-------- Text --------

In Accordance With Reason

June 6, 2018

There is so little reason being displayed in the policy of the Trump administration. More fundamental, and more disturbing, is that the president’s large group of followers have no interest in it.

Bill Girdner

By Bill Girdner

Editor of Courthouse News Service.

Reason.

“The function of man is activity of soul in accordance with reason, or at least not without reason,” Aristotle explains in his sixth book on ethics (I know this from Wikipedia).

One of the many things that tempted me to move to Denmark when I was much younger was that reason was a powerful force in that society, as opposed to prejudice, incompetence and greed. In government policy at all levels and even in the relations between labor and management – reason played a major part.

That certainly did not mean all the policies were correct. But you could be confident that reason had a spot at the table.

-------- Provided records --------

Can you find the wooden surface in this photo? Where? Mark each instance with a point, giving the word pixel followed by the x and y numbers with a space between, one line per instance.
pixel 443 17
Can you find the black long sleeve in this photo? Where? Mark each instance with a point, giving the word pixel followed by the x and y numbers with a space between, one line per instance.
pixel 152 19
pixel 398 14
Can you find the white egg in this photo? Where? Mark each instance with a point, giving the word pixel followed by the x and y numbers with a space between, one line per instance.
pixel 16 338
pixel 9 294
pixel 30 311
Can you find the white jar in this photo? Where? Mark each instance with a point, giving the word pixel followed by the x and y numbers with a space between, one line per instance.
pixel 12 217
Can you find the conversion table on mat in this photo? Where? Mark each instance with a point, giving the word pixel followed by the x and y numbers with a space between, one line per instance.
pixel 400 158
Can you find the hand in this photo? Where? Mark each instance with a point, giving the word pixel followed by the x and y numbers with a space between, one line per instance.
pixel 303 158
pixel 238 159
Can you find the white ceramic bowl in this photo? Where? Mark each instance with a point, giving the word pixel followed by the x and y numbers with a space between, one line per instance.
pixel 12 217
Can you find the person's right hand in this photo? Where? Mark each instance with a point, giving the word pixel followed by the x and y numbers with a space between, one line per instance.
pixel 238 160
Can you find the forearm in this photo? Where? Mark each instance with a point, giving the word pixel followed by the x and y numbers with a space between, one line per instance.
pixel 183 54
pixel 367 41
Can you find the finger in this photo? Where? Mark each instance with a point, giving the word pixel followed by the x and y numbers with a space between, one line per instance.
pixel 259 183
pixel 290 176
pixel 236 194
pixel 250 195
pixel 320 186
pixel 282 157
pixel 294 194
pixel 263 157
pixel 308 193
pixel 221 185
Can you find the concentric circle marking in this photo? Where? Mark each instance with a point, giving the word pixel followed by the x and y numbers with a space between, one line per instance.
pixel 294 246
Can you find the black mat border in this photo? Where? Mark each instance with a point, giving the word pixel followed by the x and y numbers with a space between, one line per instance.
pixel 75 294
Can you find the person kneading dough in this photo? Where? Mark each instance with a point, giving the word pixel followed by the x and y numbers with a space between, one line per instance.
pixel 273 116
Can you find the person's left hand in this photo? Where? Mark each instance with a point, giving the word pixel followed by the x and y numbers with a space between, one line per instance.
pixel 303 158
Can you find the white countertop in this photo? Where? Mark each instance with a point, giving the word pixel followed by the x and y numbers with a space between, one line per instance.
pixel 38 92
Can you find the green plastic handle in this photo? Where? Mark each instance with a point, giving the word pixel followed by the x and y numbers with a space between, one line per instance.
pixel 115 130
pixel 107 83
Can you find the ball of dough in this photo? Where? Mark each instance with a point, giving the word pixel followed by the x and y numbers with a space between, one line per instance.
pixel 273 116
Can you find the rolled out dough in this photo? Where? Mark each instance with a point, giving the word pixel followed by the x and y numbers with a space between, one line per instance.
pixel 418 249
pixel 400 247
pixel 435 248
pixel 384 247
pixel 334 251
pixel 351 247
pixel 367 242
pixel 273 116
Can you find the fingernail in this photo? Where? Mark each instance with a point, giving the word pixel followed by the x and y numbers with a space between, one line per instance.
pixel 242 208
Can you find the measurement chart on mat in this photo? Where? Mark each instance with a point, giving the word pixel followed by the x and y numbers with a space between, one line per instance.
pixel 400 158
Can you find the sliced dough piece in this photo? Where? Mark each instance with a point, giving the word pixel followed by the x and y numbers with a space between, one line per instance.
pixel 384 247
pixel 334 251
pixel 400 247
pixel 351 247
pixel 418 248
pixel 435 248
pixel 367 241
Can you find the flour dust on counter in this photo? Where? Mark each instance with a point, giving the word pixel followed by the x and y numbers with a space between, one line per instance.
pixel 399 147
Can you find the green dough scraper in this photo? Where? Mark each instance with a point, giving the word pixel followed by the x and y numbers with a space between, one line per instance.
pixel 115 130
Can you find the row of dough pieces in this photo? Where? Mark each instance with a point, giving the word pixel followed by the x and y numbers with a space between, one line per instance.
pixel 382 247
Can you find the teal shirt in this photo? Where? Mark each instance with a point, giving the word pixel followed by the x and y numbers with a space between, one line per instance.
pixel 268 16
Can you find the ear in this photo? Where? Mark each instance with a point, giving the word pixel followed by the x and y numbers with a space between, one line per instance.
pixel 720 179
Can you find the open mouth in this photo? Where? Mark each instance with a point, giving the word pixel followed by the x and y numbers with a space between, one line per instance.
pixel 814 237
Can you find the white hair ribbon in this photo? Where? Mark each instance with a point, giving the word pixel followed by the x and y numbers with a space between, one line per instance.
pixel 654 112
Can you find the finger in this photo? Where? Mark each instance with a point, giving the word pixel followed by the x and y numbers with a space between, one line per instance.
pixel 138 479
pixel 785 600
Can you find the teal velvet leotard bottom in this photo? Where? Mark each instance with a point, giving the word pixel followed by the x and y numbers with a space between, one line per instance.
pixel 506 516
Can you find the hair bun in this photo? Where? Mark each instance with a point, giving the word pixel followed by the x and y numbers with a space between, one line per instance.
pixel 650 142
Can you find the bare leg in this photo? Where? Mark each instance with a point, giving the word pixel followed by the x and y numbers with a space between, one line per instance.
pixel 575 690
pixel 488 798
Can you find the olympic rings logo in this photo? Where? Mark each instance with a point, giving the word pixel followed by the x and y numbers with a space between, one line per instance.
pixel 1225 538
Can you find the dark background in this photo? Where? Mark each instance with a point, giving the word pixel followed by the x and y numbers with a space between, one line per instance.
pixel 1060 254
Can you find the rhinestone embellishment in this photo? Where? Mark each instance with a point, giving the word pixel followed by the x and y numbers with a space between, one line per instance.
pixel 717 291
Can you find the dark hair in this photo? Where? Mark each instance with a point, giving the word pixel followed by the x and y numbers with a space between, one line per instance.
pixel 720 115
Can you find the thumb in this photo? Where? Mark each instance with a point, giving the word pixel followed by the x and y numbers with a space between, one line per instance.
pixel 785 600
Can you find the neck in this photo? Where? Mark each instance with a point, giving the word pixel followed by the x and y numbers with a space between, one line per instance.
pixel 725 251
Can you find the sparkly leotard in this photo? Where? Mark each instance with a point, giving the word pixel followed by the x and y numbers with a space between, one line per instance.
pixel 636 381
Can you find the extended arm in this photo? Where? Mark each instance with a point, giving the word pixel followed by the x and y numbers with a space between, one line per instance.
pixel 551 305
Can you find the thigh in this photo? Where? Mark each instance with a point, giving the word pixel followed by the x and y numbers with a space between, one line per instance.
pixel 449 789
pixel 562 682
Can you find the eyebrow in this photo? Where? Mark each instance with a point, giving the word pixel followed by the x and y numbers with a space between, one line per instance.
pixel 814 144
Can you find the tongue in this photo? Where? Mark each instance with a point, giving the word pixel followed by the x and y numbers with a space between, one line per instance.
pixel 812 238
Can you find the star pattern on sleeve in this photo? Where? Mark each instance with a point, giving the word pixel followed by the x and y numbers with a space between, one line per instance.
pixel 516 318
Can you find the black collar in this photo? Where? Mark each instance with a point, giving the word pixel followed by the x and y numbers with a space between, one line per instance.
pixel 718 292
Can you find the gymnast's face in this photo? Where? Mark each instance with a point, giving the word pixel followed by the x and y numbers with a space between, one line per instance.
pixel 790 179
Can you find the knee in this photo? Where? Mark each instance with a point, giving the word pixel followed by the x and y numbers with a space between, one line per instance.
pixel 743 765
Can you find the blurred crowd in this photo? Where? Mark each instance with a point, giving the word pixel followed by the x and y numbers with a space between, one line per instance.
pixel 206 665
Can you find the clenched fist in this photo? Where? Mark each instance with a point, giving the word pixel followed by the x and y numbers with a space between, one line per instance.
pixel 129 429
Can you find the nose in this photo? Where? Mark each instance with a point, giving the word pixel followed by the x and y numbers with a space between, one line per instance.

--------

• **Short task**: Using the piece on reason, say whether each statement agrees with it, and quote the words that decide each case: (a) The writer says the president's followers have no interest in reason. (b) The writer says all the policies in Denmark were correct. (c) The writer learned the Aristotle quotation from Wikipedia.

• **Result**:
(a) Yes: "the president’s large group of followers have no interest in it."
(b) No: "That certainly did not mean all the policies were correct."
(c) Yes: "(I know this from Wikipedia)"